**SOURCE PASSAGE**
Muti hospitals do a roaring trade
But health inspectors remain watchful, writes Wonder Hlongwa
Durban health authorities are concerned about traditional healers’ hospitals which are springing up in the city and may not conform to health regulations.
At the corner of Brand and Moore roads in Durban is a two-storey building belonging to Judas Milazi, a traditional healer who operates a hospital with nine nurses, eight wards and a dispensary stocked with herbs and traditional muti.
The hospital opened its doors in April last year. It is open 24 hours a day, seven days a week, and patients have been flocking to it from all over the country. Milazi has been a traditional healer for more than 25 years, working from home. With the increase in the numbers of patients seeking cures, he ran out of treatment space and decided to open a hospital.
He has an agreement with the Natal Parks Board to collect herbs for his dispensary from land the board administers. He also collects herbs from Tanzania, Sudan, Zambia and Cameroon.
On the ground floor is a room with bones on the floor. This is Milazi’s consulting room, where he communicates with his ancestors and prays to God that his patients will recover.
Samuel Moshashane from the Free State is in one of the wards. He has come to seek treatment for his painful legs, and claims that on his second day at the hospital he is already feeling better.
In his advertising pamphlets Milazi boasts that he can cure all diseases. He is one of the few traditional healers who admits, however, he can’t cure Aids. “But we do have herbs that can keep an Aids patient alive longer than anticipated.”
The hospital is clean and professionally run, and is frequently visited by health inspectors in the province.
Says Hugh Singh, principal environmental officer in the Durban city health department: “We check conditions at the hospital, like whether they separate patients who have infectious diseases from those who don’t, see if their wards are properly ventilated, the kitchen is clean - all those things, even the structure of the hospital.”
The health department is teaching “unregistered” institutions about the basic health requirements for hospitals. They are unregistered because they do not meet the requirements of the regulations governing private hospitals.
Singh says the kitchen facilities in many traditional hospitals are inadequate, and some do not have adequate hygiene. His department is conducting a survey of traditional hospitals, examining how many beds each has, how often they wash linen, how they dispose of medical waste and other health-related issues.
A traditional hospital in Gale Street has been closed because of a lack of hygiene, and another on West Street has been asked to submit plans to the health department so that the owner can be advised on structural defects.
Singh says the other three traditional hospitals in Durban are in a satisfactory condition and their traditional healers have agreed that if they cannot heal their patients, they will take them to the provincial hospitals.
The Sunshine Traditional Hospital, which was one of the first to open in Durban in November 1996, is badly resourced but financially successful. It claims it has 15 000 regular patients, but it has only nine beds and two wards.

**EXERCISE PROMPT**
Translate this sentence from the article on Durban's traditional healers' hospitals into Spanish: "The hospital is clean and professionally run, and is frequently visited by health inspectors in the province."

**EXTRACTED MATERIAL**
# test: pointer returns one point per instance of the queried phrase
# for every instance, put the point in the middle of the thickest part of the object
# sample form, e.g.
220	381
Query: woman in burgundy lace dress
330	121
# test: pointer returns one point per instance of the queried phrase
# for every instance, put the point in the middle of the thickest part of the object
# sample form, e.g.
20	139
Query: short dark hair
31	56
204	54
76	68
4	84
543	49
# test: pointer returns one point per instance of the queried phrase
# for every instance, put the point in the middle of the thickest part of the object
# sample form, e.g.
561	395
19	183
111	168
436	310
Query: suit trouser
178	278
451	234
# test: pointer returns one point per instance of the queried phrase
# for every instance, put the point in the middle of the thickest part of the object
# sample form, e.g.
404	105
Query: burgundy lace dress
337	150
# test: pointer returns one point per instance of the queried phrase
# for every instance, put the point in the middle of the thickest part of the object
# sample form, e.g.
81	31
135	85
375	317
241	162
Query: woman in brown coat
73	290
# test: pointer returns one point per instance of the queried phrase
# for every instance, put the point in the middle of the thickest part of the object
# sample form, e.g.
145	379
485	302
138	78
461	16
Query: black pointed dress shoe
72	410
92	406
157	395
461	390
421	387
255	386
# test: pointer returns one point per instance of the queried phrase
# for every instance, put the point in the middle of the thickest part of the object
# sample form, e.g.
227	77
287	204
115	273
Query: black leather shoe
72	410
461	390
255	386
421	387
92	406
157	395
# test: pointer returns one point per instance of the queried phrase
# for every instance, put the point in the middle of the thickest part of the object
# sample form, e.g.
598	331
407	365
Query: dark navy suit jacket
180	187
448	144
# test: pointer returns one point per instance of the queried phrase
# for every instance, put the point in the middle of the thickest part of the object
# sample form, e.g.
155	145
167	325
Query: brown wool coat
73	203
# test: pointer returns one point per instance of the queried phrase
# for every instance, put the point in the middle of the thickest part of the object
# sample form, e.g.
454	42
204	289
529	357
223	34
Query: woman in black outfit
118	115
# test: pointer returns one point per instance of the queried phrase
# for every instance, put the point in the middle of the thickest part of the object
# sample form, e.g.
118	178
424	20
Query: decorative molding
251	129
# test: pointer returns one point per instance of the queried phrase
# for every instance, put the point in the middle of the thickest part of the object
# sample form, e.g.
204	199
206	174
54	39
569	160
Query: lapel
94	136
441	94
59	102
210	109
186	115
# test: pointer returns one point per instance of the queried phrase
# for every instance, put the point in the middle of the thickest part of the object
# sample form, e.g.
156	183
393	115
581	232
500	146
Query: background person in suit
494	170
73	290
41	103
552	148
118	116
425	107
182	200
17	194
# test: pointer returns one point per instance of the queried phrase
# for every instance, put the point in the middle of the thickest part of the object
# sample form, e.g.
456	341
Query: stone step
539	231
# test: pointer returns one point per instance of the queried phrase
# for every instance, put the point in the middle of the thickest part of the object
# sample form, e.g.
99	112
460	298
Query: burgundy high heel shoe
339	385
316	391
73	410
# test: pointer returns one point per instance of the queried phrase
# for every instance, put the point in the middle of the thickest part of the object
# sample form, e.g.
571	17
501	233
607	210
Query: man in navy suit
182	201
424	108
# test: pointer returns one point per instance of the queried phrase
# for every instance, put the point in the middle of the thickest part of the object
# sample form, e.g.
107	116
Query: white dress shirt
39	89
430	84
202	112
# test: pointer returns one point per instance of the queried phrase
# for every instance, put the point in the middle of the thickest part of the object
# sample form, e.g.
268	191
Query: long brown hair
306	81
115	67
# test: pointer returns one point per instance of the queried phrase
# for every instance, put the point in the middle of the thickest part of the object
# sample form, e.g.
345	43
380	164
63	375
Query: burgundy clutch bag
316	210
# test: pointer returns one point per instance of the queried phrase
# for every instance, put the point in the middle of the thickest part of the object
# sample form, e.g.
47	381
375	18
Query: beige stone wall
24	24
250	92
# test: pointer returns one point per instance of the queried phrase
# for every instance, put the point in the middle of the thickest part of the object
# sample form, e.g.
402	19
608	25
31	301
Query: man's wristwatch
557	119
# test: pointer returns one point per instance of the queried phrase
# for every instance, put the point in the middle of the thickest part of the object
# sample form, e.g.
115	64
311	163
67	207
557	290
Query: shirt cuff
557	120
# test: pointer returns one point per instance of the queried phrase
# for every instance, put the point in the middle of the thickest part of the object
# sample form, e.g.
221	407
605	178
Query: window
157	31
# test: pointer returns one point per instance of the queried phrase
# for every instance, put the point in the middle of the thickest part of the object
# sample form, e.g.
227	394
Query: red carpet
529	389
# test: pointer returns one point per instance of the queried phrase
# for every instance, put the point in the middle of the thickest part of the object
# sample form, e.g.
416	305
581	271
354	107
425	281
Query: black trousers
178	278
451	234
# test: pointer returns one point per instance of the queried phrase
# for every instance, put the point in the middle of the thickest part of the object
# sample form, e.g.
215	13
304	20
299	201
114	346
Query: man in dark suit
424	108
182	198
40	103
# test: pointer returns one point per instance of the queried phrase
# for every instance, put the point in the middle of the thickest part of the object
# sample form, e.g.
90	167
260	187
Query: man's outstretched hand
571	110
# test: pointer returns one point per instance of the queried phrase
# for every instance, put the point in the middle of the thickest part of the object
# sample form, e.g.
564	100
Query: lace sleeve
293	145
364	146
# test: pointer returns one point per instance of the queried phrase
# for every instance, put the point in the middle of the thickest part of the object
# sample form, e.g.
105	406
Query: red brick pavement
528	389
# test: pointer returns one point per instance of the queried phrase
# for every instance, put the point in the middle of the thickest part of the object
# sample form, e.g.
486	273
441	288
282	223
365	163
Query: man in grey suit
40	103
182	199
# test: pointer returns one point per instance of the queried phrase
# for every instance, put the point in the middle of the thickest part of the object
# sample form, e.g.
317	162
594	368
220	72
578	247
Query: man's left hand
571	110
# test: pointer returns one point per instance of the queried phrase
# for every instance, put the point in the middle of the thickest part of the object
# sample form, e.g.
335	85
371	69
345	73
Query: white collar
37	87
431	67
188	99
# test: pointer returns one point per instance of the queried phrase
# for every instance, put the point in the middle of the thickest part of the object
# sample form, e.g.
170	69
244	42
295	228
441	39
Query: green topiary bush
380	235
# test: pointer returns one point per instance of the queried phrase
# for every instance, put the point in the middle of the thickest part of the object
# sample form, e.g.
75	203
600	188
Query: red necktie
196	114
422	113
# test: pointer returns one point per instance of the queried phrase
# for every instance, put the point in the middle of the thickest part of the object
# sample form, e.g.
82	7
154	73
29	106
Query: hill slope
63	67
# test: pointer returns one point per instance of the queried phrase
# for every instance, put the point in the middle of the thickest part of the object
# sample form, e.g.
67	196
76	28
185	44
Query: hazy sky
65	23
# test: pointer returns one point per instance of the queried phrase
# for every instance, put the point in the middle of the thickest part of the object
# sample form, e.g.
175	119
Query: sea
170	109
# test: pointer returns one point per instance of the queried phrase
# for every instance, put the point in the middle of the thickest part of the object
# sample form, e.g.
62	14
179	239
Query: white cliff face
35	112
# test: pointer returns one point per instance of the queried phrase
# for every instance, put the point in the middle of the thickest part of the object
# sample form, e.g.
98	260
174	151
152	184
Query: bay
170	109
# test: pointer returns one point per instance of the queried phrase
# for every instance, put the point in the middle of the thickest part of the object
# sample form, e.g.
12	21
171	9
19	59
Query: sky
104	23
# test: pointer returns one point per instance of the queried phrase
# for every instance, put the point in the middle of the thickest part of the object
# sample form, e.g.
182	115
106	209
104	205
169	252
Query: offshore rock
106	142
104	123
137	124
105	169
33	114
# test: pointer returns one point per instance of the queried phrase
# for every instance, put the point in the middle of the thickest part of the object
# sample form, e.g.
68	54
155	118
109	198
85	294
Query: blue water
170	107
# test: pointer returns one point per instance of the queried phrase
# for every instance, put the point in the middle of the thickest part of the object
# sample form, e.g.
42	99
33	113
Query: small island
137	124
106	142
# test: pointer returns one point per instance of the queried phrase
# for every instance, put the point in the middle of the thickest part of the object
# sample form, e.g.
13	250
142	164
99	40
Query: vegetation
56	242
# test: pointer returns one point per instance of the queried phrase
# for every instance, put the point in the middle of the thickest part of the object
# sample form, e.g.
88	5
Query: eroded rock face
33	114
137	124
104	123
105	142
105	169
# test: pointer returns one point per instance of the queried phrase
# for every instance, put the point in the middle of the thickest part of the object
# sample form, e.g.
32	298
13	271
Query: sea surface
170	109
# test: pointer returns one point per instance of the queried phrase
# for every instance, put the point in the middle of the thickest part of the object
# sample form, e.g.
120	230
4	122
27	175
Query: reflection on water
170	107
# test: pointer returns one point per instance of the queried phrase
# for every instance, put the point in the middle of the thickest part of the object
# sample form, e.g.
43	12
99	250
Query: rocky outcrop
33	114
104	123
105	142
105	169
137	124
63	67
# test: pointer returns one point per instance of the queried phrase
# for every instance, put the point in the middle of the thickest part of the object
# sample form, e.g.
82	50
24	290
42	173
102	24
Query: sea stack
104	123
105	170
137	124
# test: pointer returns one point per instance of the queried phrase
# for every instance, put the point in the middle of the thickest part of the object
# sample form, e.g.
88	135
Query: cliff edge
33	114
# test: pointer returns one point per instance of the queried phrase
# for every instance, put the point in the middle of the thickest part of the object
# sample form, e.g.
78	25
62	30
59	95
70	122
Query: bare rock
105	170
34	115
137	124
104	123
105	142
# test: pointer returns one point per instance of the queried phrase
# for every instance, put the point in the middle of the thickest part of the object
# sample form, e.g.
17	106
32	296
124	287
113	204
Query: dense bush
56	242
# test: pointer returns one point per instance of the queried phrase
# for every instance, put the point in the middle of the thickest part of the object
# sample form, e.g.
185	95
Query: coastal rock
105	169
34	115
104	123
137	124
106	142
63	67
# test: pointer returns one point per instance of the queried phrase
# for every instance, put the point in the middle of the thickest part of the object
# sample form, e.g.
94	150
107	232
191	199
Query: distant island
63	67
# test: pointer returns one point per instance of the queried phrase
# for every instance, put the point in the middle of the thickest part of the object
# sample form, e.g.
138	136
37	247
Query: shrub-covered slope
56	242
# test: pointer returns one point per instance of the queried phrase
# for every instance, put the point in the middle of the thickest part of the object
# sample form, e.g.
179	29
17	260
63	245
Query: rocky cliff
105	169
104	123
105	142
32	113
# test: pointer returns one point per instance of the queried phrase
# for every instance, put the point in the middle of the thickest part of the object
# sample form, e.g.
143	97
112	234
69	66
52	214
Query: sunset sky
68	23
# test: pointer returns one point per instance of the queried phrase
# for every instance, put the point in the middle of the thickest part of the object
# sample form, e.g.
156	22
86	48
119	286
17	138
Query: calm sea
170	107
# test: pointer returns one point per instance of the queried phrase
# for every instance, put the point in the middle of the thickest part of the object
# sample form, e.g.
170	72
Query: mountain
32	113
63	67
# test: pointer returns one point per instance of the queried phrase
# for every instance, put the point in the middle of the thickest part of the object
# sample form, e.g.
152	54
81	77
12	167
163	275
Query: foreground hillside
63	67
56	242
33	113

**EXERCISE RESPONSE**
El hospital está limpio y se gestiona de manera profesional, y los inspectores de sanidad de la provincia lo visitan con frecuencia.